— YOUR INSTRUCTIONS —
Report every line of the rows that contains the string "sand", and treat case as significant.

— RECORDED DATA —
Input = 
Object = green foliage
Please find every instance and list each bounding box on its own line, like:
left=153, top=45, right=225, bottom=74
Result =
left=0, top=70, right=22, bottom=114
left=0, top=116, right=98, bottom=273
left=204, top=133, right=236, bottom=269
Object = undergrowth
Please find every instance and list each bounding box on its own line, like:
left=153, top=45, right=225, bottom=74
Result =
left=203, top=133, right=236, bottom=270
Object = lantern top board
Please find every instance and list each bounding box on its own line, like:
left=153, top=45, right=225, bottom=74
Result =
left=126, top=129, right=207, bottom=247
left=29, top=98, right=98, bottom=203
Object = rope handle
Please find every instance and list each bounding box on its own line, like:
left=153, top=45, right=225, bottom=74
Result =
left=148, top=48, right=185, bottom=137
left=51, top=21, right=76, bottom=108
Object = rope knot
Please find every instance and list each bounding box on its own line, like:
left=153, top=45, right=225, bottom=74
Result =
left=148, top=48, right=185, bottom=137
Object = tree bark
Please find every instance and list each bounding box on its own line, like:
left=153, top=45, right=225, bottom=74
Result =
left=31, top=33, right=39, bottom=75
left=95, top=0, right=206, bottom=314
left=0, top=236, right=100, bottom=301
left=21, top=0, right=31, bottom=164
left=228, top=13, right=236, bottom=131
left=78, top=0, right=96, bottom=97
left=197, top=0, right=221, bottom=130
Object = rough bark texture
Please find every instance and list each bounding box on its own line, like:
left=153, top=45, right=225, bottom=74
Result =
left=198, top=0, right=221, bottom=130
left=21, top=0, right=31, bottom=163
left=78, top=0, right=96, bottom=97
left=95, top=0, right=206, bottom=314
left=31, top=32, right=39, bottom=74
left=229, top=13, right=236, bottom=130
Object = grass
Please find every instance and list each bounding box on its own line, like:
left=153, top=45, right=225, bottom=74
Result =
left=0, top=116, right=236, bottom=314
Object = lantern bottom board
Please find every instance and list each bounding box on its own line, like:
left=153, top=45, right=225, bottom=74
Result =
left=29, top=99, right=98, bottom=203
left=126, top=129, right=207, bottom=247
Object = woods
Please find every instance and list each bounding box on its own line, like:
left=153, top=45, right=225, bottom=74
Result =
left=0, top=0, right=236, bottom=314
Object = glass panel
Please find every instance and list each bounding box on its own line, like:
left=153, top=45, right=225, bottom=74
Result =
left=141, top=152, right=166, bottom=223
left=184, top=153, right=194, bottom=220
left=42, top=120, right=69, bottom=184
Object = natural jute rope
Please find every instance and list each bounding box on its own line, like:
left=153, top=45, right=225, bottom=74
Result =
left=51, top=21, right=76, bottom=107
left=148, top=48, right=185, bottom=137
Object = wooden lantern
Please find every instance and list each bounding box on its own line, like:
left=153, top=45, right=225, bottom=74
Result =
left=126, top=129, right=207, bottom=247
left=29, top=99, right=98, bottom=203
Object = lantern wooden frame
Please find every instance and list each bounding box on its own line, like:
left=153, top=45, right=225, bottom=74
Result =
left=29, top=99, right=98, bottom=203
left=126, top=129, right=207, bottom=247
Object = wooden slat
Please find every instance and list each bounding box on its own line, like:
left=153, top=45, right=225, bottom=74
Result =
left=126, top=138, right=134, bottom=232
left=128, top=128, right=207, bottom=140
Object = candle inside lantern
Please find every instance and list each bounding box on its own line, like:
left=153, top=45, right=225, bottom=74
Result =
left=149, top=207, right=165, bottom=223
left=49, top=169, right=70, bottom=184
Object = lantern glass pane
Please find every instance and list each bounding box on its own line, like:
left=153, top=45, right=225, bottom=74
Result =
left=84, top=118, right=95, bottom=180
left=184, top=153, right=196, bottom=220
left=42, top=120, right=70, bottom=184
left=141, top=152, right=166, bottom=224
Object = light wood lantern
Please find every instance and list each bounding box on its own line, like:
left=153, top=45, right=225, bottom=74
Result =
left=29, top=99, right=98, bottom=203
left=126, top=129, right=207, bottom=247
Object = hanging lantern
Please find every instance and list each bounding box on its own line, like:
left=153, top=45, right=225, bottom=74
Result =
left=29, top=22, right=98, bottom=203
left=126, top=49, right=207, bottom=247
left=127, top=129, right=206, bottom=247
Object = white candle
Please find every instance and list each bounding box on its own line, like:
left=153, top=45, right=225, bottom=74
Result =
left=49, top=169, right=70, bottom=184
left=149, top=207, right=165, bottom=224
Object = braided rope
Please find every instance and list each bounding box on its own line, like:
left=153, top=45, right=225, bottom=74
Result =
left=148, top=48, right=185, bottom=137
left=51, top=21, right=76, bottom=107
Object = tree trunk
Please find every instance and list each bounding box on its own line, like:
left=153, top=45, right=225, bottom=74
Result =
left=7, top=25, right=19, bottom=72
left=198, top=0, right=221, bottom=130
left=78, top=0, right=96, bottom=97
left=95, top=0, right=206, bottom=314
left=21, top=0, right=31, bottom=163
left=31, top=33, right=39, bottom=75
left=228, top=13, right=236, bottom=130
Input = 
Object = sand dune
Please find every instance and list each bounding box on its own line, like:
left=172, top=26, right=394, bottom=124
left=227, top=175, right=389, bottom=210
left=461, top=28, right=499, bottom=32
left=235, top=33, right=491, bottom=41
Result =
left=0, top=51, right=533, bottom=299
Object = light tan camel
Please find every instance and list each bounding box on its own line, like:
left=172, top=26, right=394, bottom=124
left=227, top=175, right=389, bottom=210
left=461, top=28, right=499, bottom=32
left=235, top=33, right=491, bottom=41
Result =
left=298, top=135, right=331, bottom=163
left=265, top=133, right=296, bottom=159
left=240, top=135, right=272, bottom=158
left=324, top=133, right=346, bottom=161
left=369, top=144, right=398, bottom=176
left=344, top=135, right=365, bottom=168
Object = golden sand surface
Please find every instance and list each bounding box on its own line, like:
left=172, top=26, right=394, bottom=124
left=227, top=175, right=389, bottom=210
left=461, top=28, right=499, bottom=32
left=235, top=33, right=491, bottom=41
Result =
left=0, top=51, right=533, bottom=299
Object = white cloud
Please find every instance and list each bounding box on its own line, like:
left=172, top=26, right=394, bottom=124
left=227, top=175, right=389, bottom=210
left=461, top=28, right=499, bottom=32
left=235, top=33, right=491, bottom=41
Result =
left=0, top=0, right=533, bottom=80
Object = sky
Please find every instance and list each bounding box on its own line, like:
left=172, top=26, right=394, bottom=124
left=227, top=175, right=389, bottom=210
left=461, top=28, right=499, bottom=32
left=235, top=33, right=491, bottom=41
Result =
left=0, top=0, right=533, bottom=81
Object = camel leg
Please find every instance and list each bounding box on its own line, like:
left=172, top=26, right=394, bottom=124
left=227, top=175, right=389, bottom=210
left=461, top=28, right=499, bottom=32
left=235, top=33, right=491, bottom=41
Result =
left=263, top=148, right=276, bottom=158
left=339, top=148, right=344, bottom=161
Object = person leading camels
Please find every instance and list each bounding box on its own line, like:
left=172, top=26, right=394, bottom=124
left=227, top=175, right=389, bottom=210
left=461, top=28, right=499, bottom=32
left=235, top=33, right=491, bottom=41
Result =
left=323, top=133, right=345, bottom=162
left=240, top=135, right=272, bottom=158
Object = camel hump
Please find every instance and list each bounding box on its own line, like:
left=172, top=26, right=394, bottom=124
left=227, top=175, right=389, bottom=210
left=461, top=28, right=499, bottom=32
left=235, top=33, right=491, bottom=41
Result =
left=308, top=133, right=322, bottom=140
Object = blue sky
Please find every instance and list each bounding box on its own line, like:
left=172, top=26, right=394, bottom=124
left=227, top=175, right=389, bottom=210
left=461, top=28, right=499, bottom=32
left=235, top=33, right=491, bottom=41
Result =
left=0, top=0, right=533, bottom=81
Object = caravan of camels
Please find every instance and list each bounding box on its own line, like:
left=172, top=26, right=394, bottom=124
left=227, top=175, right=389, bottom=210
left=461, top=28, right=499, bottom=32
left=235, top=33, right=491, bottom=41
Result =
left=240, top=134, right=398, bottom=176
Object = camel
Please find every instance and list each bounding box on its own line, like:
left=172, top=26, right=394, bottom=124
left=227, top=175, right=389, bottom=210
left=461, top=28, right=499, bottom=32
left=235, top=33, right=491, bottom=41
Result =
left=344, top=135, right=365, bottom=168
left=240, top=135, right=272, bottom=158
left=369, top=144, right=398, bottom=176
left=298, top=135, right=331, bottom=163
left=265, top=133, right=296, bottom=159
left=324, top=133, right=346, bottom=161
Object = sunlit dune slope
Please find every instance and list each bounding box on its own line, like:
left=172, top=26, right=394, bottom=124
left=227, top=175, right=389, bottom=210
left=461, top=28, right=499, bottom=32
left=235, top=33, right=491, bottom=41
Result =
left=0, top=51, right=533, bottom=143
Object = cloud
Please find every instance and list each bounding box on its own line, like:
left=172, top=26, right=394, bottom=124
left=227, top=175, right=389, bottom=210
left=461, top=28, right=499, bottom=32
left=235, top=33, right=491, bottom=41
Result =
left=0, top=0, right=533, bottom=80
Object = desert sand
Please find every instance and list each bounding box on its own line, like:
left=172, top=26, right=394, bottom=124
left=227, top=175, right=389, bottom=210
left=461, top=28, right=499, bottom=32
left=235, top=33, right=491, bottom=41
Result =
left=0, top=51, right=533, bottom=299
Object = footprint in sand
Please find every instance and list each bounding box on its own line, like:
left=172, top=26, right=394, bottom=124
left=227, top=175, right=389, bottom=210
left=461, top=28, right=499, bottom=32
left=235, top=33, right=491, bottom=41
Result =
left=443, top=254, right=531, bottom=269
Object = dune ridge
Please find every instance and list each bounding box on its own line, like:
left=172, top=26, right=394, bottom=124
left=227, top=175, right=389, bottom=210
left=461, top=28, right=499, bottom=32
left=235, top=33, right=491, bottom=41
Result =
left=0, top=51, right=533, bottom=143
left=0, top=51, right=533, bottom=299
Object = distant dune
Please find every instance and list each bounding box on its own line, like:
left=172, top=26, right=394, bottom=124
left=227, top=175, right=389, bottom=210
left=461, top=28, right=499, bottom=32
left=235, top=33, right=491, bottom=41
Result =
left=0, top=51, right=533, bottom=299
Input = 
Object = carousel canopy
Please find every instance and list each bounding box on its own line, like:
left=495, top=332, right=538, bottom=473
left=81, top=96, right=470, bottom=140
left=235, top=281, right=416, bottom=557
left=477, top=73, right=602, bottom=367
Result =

— SOLVED EXERCISE —
Object = sand dune
Object = golden sand surface
Object = desert sand
Object = footprint in sand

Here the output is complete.